Reproduce the lines below, swapping each "keypoint" for "marker" and leaving everything else as it is.

** begin PROVIDED ENTRIES **

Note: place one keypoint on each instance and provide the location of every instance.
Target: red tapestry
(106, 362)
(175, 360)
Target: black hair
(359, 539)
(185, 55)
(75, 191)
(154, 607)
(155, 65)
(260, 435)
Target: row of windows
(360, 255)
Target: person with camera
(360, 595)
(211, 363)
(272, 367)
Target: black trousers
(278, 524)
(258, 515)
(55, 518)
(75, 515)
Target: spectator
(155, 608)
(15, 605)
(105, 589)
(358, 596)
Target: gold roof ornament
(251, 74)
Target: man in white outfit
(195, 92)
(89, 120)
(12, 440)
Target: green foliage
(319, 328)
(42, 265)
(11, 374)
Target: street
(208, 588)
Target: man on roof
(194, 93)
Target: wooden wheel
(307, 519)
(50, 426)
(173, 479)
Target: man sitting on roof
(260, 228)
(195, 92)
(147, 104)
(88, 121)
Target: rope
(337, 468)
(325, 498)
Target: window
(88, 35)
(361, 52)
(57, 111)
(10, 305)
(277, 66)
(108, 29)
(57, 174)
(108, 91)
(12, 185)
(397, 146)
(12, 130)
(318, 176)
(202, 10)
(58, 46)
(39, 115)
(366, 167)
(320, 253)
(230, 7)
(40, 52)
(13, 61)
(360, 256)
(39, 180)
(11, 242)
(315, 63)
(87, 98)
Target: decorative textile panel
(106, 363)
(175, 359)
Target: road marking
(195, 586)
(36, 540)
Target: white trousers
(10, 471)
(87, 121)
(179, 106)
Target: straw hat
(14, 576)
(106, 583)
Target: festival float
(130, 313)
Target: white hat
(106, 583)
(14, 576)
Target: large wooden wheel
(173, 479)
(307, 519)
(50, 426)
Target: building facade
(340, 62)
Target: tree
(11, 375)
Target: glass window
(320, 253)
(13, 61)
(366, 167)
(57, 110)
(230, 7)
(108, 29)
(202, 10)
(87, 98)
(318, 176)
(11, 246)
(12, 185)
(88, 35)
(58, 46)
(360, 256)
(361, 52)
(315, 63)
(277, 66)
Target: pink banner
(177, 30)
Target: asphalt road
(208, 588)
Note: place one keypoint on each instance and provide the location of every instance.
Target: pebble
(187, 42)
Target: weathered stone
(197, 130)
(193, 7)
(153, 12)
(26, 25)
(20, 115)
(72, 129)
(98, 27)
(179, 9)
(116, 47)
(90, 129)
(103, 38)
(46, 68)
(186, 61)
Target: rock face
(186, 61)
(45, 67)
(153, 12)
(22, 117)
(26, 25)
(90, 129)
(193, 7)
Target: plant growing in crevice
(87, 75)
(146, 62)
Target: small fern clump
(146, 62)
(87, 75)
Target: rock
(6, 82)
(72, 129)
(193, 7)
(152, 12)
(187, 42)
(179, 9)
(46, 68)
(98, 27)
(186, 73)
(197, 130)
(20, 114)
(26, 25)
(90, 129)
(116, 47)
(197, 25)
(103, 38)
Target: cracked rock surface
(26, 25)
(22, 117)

** end PROVIDED ENTRIES **

#### OUTPUT BELOW
Note: place one marker on each instance and provide the location of every instance.
Target: red tapestry
(106, 362)
(175, 360)
Target: black hair
(359, 539)
(185, 55)
(75, 191)
(154, 607)
(155, 65)
(260, 435)
Target: row of windows
(360, 255)
Target: person with camera
(360, 595)
(211, 363)
(272, 367)
Target: black trousers
(278, 524)
(258, 515)
(55, 518)
(75, 515)
Target: spectator
(155, 608)
(15, 605)
(105, 589)
(358, 596)
Target: gold roof ornament
(251, 74)
Target: man in white outfit
(195, 92)
(89, 120)
(12, 440)
Target: green foliage
(319, 328)
(42, 265)
(11, 374)
Target: street
(208, 588)
Target: man on roof
(194, 93)
Target: wooden wheel
(307, 519)
(50, 426)
(173, 479)
Target: man sitting on roof
(260, 228)
(195, 92)
(147, 104)
(88, 121)
Target: rope
(337, 468)
(325, 498)
Target: window
(88, 35)
(361, 52)
(57, 111)
(10, 305)
(277, 66)
(108, 29)
(57, 174)
(108, 91)
(12, 185)
(397, 146)
(12, 130)
(318, 176)
(202, 10)
(58, 46)
(39, 115)
(366, 167)
(320, 253)
(230, 7)
(40, 52)
(13, 61)
(360, 256)
(39, 180)
(11, 242)
(315, 63)
(87, 98)
Target: decorative textile panel
(106, 363)
(175, 359)
Target: road marking
(195, 586)
(36, 540)
Target: white trousers
(10, 471)
(87, 121)
(179, 106)
Target: straw hat
(14, 576)
(106, 583)
Target: festival float
(130, 313)
Target: white hat
(106, 583)
(14, 576)
Target: large wooden wheel
(173, 479)
(307, 519)
(50, 426)
Target: building facade
(340, 62)
Target: tree
(11, 375)
Target: glass window
(320, 253)
(13, 61)
(366, 167)
(57, 110)
(230, 7)
(108, 29)
(202, 10)
(87, 98)
(318, 176)
(11, 246)
(12, 185)
(88, 35)
(58, 46)
(360, 256)
(361, 52)
(315, 63)
(277, 66)
Target: pink banner
(177, 30)
Target: asphalt road
(208, 588)
Note: place one marker on each instance and provide the location of every instance.
Target: pebble
(187, 42)
Target: weathered stone
(197, 130)
(193, 7)
(153, 12)
(26, 25)
(20, 115)
(72, 129)
(98, 27)
(179, 9)
(116, 47)
(90, 129)
(103, 38)
(46, 68)
(186, 61)
Target: rock face
(186, 61)
(45, 67)
(153, 12)
(22, 117)
(26, 25)
(90, 129)
(193, 7)
Target: plant growing in crevice
(87, 75)
(146, 62)
Target: small fern clump
(146, 62)
(87, 75)
Target: rock
(6, 82)
(72, 129)
(193, 7)
(152, 12)
(187, 42)
(179, 9)
(46, 68)
(98, 27)
(186, 73)
(197, 130)
(20, 114)
(26, 25)
(90, 129)
(116, 47)
(197, 25)
(103, 38)
Target: cracked rock surface
(26, 25)
(22, 117)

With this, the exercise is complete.